*** SOURCE DATA Section Begins ***

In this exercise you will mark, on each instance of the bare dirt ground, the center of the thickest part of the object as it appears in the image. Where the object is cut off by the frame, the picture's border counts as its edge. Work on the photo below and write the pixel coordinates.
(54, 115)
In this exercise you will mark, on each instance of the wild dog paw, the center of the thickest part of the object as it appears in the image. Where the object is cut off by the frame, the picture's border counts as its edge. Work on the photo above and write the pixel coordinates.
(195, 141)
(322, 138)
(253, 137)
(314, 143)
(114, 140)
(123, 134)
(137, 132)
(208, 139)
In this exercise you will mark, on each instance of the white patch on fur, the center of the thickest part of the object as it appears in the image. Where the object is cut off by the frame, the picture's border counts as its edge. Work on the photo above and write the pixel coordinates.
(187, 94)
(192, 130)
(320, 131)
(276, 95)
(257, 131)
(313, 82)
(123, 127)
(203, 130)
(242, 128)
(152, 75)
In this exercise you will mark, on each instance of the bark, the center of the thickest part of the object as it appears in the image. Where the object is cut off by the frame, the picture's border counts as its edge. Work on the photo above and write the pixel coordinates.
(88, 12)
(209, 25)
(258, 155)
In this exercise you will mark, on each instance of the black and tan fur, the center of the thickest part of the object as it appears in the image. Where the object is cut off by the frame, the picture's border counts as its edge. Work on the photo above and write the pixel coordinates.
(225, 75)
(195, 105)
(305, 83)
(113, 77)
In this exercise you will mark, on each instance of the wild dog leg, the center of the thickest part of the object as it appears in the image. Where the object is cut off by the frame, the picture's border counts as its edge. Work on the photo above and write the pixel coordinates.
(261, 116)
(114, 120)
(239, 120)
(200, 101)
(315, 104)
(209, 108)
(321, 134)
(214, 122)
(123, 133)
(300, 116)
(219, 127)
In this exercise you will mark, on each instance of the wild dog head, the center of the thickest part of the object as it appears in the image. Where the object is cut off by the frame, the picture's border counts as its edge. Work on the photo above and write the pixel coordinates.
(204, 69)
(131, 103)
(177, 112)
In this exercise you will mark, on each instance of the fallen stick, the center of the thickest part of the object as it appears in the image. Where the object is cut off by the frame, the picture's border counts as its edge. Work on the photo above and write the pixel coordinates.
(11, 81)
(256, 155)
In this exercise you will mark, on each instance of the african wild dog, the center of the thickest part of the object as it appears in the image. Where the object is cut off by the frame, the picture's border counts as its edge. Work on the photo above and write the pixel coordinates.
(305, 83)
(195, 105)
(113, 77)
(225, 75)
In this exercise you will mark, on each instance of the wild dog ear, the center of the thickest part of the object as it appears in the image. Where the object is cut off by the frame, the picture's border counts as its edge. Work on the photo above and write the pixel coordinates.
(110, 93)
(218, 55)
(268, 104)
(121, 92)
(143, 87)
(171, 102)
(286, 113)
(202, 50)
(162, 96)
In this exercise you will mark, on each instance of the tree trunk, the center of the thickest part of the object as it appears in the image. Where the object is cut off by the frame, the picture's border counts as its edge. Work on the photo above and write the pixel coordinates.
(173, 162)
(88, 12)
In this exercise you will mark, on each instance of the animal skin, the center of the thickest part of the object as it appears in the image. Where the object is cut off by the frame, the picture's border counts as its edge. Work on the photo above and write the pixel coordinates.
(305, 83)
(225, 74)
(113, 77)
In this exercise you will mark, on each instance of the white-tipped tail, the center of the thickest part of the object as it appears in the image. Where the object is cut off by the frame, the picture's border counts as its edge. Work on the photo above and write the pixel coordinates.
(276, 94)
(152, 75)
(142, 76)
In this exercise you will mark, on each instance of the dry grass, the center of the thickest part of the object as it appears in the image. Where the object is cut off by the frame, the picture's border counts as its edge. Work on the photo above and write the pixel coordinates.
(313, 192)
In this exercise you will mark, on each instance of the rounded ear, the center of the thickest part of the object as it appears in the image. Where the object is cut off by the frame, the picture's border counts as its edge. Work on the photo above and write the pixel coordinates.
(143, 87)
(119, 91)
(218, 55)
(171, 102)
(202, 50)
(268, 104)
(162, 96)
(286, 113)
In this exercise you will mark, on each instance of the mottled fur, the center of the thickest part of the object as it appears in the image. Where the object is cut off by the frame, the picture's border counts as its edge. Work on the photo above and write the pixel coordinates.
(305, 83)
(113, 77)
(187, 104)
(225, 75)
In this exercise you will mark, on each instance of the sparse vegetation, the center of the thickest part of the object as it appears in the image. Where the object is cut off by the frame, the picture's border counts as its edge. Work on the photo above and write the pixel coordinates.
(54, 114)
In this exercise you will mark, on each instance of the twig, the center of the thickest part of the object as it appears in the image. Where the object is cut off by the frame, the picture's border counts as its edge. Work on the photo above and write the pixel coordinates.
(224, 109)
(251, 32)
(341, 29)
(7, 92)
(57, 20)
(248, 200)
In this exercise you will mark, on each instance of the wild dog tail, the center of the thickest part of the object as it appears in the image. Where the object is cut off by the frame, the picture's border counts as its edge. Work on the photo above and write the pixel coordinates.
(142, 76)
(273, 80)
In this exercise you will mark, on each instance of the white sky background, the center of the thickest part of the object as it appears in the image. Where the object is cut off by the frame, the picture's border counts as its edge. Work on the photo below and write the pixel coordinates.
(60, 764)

*** SOURCE DATA Section Ends ***

[DESCRIPTION OF THE TASK] All entries above are to be repeated verbatim, down to the last line.

[RESPONSE FOR THIS EXERCISE]
In this exercise you will mark, on each instance of the bare dirt ground, the center of the thickest part of the object as it appears in the image. Where the object is cut off by the frame, the picture's border counts as its edge. Work on the photo below and write the pixel coordinates.
(54, 115)
In this exercise you will mark, on each instance of the wild dog paw, the center of the thickest part of the object as it appears in the image. Where the object is cut off by the frame, the picture's border counts as its edge. Work on the photo above and write the pixel coordinates.
(195, 141)
(322, 138)
(253, 137)
(314, 143)
(114, 140)
(123, 134)
(137, 132)
(208, 139)
In this exercise you will mark, on each instance of the white patch on fur, the center of the thickest part of the object as it appears in the image. Where the object is cut off by the frame, the picture's border counts as its edge. Work on the photo above and write the pixel coordinates.
(187, 94)
(192, 130)
(320, 131)
(276, 95)
(257, 131)
(313, 82)
(123, 127)
(203, 130)
(242, 128)
(152, 75)
In this exercise you will mark, on each instance of the bark, the center of the thickest part of the object as it appears in the image. Where the object is cut off by the frame, the picture's border counts as its edge. Work on the photo above and write the pixel coordinates.
(88, 12)
(209, 25)
(258, 155)
In this exercise you will mark, on each instance of the black and tan fur, the center of the thickest part of the object as it appears in the image. Where the object is cut off by the frame, the picture's border counts as its edge. Work on the photo above and write the pixel coordinates.
(225, 75)
(195, 105)
(305, 83)
(113, 77)
In this exercise you will mark, on each instance of the wild dog leg, the center of the thickest part of the object as it appears in the image. Where the object is cut off by the frame, the picture's border counts as its edge. Work on the photo above and write the pixel coordinates.
(261, 116)
(114, 120)
(239, 120)
(200, 101)
(315, 104)
(209, 108)
(321, 134)
(214, 122)
(123, 133)
(300, 116)
(219, 127)
In this exercise you will mark, on each instance of the wild dog head, the center of the thickest part of the object as it appears in the image. Where the object is cut off by the frame, the picture's border counts as its edge. Work on the photo above and write the pixel coordinates.
(204, 69)
(131, 103)
(177, 112)
In this exercise you will mark, on each instance of the fallen stick, the center of the thickest part of the object as it appears in the image. Where the object is cut off by the frame, the picture's border counts as its edge. Work on the photo above and write the pixel coordinates.
(11, 81)
(256, 155)
In this exercise you will mark, on each instance of the african wild dog, the center of the thickest part of the object as it appears in the image. Where the object is cut off by the frame, the picture's border counts as its edge. Work on the photo above and write the pixel coordinates.
(305, 83)
(195, 105)
(113, 77)
(225, 75)
In this exercise you will mark, on each instance of the wild dog ear, the center of the thickest part of the object as it appears in the image. Where the object is cut off by the frame, the picture's border counts as its edge. Work on the photo above and write the pixel coordinates.
(110, 93)
(218, 55)
(268, 104)
(121, 92)
(143, 87)
(171, 102)
(286, 113)
(202, 50)
(162, 96)
In this exercise you will mark, on each instance of the tree trunk, the center of the thickest part of the object as it appears in the image. Where the object is cut off by the frame, the picture's border counts as its edge. Work on the photo above and write the pixel coordinates.
(173, 162)
(88, 12)
In this exercise you will mark, on each instance of the animal skin, the center of the thickest part of the object as it appears in the image. Where the object is cut off by the frame, the picture's border counts as its edge. Work on the photo above and write the pixel coordinates.
(305, 83)
(225, 74)
(113, 77)
In this exercise you will mark, on each instance of the white-tipped tail, the center of the thickest part of the object as it appears in the image. Where the object is cut off by the frame, the picture's border counts as its edge. Work on the photo above and write the pixel coordinates.
(276, 94)
(152, 75)
(142, 76)
In this exercise you will mark, on each instance of the dry grass, the center of the thickest part of the object as it appears in the image. Where the object is cut off by the frame, the picture's border counts as its edge. Work on the photo above and write the pixel coordinates.
(313, 192)
In this exercise you will mark, on each instance of the rounded ear, the center of the thickest part of the object as it appears in the image. Where the object is cut off by the frame, the picture's border counts as its edge. Work on the photo above and write the pixel coordinates.
(143, 87)
(119, 91)
(218, 55)
(171, 102)
(202, 50)
(268, 104)
(162, 96)
(286, 113)
In this exercise you will mark, on each instance of the mottled fur, the center of the thickest part of the object as it appears in the image. Where the object is cut off by the frame, the picture's border counts as its edge. Work on the photo above and write the pixel coordinates.
(305, 83)
(113, 77)
(187, 104)
(225, 75)
In this exercise you will mark, on each instance of the sparse vegetation, the center of the thickest part of the object as it appears in the image. Where the object is cut off by the frame, the picture's border counts as its edge. Work on the photo above and write the pixel coordinates.
(54, 114)
In this exercise you will mark, on each instance of the twig, the center of the thickest part of the object as it appears in the image. Where the object is cut off by the frame, the picture's border counts as its edge. Work on the photo above and write the pixel coordinates.
(224, 109)
(251, 32)
(341, 29)
(7, 92)
(57, 20)
(248, 200)
In this exercise you will mark, on each instance of the wild dog tail, the center of the thickest part of the object as it appears in the image. Where the object is cut off by the frame, the picture's border counts as its edge. Work on the photo above and write the pixel coordinates.
(142, 76)
(273, 80)
In this exercise you will mark, on each instance of the white sky background, the center of the thickest part of the object as it appears in the image. Where the object is cut off by the frame, the picture's border counts as its edge. Work on the photo below and write the pixel coordinates.
(60, 764)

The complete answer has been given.